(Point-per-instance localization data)
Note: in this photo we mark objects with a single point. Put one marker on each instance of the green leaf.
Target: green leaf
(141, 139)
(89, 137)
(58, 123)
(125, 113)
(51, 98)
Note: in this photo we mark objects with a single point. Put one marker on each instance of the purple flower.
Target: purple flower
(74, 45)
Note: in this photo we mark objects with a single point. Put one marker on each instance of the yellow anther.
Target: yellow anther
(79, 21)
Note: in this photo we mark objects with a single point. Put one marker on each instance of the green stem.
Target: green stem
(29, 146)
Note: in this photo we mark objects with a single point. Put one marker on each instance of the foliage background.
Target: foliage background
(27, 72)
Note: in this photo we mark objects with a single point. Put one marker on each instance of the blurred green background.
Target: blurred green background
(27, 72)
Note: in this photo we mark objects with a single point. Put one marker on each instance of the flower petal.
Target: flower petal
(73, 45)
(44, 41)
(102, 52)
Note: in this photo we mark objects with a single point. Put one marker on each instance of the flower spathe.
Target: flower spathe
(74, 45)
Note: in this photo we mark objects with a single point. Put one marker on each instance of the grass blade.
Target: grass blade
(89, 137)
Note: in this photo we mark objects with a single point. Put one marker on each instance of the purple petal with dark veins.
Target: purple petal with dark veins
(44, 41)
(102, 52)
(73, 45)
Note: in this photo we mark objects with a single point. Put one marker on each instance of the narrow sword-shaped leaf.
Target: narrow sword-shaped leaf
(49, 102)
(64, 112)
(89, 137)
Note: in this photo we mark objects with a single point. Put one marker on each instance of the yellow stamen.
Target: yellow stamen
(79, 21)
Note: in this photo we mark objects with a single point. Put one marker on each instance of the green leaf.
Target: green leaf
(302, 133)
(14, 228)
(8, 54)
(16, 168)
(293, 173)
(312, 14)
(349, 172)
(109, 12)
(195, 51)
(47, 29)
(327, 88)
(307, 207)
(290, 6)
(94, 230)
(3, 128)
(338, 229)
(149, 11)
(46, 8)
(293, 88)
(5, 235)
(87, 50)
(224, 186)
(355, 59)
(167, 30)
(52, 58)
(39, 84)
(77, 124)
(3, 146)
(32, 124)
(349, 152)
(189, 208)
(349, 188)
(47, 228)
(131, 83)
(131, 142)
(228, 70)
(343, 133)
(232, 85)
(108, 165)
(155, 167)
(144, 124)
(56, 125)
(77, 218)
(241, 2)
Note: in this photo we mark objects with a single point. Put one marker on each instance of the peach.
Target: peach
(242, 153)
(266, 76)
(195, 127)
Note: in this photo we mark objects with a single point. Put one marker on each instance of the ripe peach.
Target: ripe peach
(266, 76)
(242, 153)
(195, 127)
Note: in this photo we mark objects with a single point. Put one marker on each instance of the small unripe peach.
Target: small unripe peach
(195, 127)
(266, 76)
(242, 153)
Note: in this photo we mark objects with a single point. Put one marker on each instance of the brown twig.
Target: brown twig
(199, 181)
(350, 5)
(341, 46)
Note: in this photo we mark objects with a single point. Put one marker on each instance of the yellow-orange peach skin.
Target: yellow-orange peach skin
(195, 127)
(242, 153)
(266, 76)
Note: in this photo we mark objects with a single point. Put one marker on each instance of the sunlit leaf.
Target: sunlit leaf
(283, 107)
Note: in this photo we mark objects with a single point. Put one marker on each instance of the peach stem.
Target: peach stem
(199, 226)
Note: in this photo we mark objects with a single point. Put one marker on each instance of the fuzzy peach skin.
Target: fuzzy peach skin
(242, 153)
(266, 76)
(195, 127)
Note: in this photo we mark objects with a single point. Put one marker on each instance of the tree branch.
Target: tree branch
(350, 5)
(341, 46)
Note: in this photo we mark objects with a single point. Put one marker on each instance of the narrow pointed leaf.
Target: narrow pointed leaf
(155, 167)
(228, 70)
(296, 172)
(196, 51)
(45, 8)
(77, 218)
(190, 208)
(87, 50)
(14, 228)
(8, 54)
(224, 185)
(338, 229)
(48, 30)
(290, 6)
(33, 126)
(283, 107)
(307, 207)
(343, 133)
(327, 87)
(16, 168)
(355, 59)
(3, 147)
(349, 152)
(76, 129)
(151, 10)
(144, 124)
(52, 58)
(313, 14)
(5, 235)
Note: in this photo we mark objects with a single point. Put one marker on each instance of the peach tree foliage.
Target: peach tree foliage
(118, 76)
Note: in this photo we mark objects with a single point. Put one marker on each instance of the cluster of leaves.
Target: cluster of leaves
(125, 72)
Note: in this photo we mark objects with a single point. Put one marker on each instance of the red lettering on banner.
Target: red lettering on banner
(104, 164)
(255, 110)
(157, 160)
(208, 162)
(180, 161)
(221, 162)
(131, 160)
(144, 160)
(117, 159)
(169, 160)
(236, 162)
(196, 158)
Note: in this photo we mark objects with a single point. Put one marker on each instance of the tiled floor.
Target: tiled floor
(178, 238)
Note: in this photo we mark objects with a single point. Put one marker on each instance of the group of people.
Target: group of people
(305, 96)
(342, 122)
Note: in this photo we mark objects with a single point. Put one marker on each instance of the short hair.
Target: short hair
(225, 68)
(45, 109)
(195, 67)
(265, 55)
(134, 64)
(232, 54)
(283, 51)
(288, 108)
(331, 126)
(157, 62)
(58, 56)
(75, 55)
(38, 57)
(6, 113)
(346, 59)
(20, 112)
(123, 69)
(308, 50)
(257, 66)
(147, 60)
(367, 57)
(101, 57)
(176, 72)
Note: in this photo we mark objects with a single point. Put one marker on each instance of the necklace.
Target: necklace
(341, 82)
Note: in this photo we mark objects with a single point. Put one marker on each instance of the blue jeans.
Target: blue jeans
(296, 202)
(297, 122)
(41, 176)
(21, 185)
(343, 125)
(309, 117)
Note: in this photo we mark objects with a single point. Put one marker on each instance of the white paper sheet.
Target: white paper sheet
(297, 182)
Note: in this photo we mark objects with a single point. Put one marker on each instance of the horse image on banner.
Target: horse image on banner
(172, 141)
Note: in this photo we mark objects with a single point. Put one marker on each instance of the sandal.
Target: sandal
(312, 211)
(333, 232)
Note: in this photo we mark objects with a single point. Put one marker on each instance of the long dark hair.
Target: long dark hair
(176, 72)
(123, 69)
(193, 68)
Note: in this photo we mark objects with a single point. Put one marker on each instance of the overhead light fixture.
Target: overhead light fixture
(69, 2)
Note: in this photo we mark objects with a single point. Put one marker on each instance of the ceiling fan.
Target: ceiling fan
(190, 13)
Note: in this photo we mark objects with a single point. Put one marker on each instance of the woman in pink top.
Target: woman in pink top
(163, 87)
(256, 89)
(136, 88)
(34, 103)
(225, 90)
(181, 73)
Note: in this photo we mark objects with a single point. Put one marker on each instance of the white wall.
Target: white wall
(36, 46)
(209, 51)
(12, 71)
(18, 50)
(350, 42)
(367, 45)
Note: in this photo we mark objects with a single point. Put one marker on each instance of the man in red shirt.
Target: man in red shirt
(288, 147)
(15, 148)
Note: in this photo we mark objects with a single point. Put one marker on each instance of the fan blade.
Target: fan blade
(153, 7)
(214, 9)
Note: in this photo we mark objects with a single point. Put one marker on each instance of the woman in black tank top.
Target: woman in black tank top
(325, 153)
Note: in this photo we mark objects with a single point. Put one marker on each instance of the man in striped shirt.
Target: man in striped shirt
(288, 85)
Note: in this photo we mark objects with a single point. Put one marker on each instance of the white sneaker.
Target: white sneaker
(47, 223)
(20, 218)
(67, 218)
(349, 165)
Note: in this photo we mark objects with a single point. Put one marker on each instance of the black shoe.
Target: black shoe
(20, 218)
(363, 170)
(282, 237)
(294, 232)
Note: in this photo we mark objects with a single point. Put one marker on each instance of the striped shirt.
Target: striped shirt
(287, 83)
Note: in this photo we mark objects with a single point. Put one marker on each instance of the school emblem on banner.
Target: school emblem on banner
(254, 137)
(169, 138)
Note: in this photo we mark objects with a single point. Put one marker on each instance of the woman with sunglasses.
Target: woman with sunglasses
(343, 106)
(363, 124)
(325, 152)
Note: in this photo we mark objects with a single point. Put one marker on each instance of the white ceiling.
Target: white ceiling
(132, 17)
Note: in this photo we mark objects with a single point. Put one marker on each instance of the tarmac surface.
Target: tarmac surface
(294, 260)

#### Work task:
Above are the records. Copy the lines beginning at the one that has "cluster of leaves." and ending with the one that has "lettering on banner.", unchanged.

#### Task solution:
Note: in this photo we mark objects with a single point. Put one marker on each instance of the cluster of leaves.
Target: cluster of leaves
(125, 72)
Note: in this photo we mark objects with a single point. Put one marker on each instance of the red lettering on banner.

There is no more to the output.